Quoted passage START

Definitions . Unless the context otherwise requires, when
used herein the following terms shall have the meanings
indicated.
“ Board of Directors
” means the board of directors of the Company, including any
duly authorized committee thereof.
“ business day ”
means any day except Saturday, Sunday and any day on which banking
institutions in the State of New York generally are authorized or
required by law or other governmental actions to close.
“ Charter ”
means, with respect to any Person, its certificate or articles of
incorporation, articles of association, or similar organizational
document.
“ Company ” means
the Person whose name, corporate or other organizational form and
jurisdiction of organization is set forth in Item 1 of Schedule A
hereto.
“ Exchange Act ”
means the Securities Exchange Act of 1934, as amended, or any
successor statute, and the rules and regulations promulgated
thereunder.
“ Exercise Price
” means the amount set forth in Item 2 of Schedule A
hereto.
“ Expiration Time
” has the meaning set forth in Section 3.
“ Issue Date ”

Quoted passage END

- Activity 1:
Could you transcribe everything in the definitions section from "Definitions . Unless" down to "actions to close."?

Records to use START

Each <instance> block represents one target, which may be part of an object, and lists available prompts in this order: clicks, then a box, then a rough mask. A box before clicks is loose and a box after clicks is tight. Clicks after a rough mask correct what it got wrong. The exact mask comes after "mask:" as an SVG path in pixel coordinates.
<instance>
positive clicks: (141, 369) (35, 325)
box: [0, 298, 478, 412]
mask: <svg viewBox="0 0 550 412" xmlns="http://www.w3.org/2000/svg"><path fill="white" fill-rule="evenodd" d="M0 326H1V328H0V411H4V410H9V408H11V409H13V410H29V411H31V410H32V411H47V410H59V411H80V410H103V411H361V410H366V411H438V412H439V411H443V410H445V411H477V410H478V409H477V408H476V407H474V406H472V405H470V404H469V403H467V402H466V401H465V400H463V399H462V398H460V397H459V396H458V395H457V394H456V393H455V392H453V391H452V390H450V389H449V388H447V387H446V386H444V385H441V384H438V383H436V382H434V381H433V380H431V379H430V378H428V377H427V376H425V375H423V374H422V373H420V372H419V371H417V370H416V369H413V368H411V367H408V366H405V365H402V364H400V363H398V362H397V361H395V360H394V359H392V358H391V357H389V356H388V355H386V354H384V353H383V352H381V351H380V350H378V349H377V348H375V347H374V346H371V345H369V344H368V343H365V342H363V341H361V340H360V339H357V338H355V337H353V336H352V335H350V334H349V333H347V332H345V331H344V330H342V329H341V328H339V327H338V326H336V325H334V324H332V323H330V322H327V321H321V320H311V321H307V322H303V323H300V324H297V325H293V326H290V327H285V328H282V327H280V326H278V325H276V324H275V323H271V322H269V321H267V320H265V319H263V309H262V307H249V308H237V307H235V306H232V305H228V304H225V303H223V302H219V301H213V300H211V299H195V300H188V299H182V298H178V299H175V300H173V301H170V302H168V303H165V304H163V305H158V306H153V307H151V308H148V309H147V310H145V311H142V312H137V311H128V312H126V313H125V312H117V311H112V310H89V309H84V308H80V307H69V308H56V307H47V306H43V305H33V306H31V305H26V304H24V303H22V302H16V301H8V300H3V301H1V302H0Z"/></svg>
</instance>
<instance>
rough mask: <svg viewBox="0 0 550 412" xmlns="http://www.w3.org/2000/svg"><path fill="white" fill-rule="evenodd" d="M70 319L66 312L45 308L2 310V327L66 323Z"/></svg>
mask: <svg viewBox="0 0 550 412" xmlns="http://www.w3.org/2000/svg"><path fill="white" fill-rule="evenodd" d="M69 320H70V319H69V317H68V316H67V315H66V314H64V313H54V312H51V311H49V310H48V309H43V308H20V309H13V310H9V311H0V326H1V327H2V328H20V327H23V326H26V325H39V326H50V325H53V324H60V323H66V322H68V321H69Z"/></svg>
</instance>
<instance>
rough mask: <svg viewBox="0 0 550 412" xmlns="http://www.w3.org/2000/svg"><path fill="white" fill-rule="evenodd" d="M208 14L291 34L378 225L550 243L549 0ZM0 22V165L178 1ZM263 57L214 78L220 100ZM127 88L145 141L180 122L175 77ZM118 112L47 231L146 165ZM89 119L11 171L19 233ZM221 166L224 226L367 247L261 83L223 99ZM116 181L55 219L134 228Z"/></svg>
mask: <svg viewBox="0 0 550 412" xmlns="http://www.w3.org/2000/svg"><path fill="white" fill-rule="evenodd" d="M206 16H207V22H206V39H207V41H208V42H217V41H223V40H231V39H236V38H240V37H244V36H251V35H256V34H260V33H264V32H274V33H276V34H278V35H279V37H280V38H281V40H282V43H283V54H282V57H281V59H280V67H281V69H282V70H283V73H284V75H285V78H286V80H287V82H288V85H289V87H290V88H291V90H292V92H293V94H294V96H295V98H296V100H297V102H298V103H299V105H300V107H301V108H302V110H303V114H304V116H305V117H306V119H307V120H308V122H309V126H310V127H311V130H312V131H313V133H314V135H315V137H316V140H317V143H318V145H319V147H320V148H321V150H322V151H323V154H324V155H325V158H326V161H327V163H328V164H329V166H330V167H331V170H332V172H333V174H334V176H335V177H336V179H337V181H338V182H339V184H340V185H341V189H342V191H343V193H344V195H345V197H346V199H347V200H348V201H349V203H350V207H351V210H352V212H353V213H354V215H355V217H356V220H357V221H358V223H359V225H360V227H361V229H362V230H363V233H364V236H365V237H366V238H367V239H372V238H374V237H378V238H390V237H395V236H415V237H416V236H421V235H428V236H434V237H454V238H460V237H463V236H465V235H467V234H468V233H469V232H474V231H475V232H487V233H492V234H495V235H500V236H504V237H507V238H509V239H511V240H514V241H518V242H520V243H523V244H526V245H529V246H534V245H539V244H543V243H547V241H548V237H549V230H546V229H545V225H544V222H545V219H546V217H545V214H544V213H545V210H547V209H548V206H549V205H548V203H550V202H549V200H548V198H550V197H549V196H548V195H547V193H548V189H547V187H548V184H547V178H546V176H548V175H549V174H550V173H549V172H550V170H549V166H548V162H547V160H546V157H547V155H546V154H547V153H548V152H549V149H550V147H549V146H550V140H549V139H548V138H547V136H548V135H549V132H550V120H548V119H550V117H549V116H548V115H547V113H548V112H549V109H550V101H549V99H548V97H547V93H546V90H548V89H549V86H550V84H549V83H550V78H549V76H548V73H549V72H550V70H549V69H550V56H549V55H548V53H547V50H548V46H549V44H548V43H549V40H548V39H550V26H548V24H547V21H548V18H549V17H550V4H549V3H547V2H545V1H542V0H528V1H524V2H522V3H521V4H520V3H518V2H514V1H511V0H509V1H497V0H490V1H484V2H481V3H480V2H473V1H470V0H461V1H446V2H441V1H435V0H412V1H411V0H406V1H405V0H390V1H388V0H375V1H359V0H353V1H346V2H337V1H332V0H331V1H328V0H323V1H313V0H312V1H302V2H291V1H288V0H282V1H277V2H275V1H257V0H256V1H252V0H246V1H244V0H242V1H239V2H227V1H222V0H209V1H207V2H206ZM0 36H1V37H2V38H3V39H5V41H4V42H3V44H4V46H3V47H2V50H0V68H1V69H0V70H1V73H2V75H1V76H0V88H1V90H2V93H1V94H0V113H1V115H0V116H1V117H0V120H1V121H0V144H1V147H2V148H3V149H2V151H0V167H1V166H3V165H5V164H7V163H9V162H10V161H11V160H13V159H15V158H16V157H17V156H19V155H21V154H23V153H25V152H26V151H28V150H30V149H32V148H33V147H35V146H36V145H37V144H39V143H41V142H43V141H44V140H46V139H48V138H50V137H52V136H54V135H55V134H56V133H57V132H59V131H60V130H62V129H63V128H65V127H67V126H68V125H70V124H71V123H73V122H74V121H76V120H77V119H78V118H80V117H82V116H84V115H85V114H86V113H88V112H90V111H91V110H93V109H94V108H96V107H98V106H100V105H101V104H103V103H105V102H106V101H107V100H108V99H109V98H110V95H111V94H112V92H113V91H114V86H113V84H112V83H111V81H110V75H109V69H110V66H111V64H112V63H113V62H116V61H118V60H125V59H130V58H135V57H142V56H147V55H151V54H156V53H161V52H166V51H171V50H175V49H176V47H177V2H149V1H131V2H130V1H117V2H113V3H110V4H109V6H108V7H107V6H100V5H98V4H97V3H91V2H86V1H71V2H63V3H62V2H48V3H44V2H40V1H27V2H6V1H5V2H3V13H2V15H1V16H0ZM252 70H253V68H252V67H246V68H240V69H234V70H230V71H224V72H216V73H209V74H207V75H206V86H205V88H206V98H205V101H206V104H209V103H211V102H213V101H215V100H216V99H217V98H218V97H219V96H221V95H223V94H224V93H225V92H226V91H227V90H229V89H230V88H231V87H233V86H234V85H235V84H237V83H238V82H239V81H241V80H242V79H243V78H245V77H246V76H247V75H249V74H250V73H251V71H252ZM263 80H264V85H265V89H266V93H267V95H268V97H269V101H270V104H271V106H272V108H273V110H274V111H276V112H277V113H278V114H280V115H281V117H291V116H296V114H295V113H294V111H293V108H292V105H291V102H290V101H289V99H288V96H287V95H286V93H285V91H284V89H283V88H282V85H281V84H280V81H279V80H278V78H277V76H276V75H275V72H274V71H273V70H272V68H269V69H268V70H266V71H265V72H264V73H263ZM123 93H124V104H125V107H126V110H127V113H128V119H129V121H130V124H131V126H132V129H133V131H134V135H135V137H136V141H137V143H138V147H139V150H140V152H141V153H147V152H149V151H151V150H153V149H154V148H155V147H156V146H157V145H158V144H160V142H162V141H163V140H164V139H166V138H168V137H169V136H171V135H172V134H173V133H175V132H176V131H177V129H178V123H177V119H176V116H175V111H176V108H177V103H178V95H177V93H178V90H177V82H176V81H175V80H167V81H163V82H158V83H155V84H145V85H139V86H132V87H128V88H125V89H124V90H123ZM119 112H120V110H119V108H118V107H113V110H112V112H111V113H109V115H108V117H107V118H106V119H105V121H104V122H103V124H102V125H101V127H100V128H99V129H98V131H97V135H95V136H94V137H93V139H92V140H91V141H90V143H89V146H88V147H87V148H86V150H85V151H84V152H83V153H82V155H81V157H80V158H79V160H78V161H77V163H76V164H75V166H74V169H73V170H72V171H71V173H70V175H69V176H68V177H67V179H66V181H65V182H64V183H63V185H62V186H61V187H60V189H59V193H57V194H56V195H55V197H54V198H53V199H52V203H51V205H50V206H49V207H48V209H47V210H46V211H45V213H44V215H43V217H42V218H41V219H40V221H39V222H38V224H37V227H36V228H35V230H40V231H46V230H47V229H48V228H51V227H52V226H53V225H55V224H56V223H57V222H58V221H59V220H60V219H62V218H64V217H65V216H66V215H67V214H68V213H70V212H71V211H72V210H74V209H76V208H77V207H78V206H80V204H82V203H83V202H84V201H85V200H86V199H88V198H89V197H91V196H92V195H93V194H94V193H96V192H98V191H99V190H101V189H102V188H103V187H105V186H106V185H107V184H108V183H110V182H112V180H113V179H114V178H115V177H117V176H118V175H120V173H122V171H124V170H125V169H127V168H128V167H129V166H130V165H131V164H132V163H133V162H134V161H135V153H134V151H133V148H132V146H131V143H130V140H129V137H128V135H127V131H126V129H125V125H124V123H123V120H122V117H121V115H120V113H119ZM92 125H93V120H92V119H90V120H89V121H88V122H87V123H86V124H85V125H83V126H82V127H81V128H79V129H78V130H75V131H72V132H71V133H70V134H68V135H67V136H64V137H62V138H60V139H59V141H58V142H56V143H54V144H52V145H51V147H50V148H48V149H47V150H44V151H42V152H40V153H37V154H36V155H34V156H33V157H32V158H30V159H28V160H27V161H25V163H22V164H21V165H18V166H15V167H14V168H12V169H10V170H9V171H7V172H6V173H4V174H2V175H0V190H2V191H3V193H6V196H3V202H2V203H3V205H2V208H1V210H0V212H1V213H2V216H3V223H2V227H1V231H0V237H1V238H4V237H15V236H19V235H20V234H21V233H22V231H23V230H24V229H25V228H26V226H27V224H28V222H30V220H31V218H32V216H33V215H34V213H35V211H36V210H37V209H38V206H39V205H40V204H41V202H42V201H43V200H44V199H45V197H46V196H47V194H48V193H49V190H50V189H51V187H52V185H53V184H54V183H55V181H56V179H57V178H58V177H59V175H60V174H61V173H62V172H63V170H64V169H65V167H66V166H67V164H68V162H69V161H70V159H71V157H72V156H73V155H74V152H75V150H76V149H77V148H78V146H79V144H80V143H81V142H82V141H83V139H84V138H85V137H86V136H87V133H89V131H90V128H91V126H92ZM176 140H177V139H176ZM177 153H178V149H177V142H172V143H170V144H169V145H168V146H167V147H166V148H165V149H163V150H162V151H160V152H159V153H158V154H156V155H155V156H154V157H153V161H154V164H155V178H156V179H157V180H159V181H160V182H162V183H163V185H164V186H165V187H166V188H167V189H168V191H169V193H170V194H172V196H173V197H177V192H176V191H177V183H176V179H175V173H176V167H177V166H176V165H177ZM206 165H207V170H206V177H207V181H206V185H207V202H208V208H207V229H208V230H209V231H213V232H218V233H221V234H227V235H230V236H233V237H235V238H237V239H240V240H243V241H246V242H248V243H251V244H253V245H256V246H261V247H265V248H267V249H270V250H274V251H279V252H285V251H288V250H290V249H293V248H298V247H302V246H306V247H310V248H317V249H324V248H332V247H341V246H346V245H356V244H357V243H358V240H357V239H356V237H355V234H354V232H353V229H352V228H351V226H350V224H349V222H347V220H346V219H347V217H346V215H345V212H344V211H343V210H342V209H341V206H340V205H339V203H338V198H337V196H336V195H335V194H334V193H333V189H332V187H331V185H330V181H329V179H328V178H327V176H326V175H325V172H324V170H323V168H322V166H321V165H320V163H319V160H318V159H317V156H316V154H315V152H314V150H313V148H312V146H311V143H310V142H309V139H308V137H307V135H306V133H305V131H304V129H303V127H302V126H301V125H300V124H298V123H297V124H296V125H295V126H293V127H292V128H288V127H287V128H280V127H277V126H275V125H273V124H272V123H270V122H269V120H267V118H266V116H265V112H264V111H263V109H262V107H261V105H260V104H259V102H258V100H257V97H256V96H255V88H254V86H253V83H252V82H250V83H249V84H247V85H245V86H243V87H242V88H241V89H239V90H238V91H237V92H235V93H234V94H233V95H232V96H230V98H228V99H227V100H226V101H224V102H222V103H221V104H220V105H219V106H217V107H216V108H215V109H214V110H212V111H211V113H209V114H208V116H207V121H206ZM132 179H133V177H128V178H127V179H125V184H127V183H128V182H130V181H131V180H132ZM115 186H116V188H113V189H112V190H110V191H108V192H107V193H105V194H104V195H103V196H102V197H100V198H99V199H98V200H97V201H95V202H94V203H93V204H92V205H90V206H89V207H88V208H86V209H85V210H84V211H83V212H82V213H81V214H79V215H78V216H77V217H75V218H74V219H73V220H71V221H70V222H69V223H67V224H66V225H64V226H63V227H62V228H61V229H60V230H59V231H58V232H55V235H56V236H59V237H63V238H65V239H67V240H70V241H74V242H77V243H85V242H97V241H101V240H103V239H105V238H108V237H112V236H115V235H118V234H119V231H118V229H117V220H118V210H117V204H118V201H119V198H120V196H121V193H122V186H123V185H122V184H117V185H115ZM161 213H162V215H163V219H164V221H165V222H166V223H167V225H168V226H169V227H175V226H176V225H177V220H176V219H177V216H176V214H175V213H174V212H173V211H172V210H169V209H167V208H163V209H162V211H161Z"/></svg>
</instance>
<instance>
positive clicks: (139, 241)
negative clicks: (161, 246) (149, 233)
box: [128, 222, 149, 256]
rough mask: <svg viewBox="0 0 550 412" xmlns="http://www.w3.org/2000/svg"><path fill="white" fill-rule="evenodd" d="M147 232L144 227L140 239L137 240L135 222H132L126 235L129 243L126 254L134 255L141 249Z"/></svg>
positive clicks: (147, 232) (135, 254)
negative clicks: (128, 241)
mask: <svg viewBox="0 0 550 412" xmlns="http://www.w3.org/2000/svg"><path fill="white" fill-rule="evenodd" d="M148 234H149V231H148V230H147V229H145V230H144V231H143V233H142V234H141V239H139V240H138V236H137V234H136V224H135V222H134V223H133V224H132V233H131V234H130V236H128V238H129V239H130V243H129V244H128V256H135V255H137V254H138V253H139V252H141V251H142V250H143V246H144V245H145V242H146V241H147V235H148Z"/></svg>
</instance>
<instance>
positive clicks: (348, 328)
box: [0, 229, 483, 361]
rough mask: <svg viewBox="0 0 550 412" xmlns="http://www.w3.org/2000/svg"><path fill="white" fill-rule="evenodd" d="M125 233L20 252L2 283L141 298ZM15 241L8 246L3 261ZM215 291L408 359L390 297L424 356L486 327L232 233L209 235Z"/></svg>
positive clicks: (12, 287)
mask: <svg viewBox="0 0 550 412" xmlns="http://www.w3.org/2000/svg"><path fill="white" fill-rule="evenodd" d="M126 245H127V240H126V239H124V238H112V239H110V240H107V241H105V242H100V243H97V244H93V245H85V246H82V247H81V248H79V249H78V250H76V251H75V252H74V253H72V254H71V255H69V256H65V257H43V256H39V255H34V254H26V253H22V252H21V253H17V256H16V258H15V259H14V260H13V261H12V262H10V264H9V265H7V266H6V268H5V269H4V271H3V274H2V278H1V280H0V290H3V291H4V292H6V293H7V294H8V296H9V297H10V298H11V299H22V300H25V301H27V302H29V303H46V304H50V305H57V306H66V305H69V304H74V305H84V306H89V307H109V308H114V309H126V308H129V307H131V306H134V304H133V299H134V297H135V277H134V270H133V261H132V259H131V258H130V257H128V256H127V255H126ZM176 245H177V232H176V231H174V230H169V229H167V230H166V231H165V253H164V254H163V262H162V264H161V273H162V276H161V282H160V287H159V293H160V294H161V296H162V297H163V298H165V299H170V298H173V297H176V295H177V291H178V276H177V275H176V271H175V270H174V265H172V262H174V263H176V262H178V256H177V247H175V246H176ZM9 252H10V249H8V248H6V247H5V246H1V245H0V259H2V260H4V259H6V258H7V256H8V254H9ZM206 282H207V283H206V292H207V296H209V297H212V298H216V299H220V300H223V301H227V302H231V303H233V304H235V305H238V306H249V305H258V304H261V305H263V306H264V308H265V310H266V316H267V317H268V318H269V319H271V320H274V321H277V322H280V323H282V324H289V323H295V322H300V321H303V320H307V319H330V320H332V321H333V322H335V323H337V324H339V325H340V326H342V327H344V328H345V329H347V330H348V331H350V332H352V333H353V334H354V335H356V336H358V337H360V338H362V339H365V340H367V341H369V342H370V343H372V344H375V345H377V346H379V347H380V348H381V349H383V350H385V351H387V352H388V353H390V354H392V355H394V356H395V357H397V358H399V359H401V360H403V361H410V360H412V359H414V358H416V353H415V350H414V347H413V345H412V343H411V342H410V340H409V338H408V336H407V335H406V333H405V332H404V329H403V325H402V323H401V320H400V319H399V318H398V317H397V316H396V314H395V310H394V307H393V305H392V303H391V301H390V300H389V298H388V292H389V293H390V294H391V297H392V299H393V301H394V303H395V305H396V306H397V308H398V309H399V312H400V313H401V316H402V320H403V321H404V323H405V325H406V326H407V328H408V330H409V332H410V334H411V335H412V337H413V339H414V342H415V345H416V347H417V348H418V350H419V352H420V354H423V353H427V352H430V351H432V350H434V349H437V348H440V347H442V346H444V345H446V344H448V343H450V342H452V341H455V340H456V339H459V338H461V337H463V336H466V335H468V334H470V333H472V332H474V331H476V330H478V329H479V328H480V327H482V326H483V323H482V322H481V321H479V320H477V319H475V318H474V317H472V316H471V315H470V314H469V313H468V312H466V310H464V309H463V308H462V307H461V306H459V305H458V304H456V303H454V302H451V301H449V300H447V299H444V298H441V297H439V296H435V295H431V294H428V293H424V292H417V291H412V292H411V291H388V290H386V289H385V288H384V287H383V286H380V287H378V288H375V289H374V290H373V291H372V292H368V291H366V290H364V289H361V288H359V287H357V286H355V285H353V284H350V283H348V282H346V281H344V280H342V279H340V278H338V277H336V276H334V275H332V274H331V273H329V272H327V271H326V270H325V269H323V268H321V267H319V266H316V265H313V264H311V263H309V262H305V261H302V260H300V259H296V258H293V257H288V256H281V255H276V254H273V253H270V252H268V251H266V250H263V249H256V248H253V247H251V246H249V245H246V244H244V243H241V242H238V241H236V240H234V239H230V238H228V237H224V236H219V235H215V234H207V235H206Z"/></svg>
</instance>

Records to use END

- Activity 2:
Can you restate word for word everything in the entries from their very first line down to the line containing "box: [0, 298, 478, 412]", including both of those lines?

- Worked solution 1:
Definitions . Unless the context otherwise requires, when
used herein the following terms shall have the meanings
indicated.
“ Board of Directors
” means the board of directors of the Company, including any
duly authorized committee thereof.
“ business day ”
means any day except Saturday, Sunday and any day on which banking
institutions in the State of New York generally are authorized or
required by law or other governmental actions to close.

- Worked solution 2:
Each <instance> block represents one target, which may be part of an object, and lists available prompts in this order: clicks, then a box, then a rough mask. A box before clicks is loose and a box after clicks is tight. Clicks after a rough mask correct what it got wrong. The exact mask comes after "mask:" as an SVG path in pixel coordinates.
<instance>
positive clicks: (141, 369) (35, 325)
box: [0, 298, 478, 412]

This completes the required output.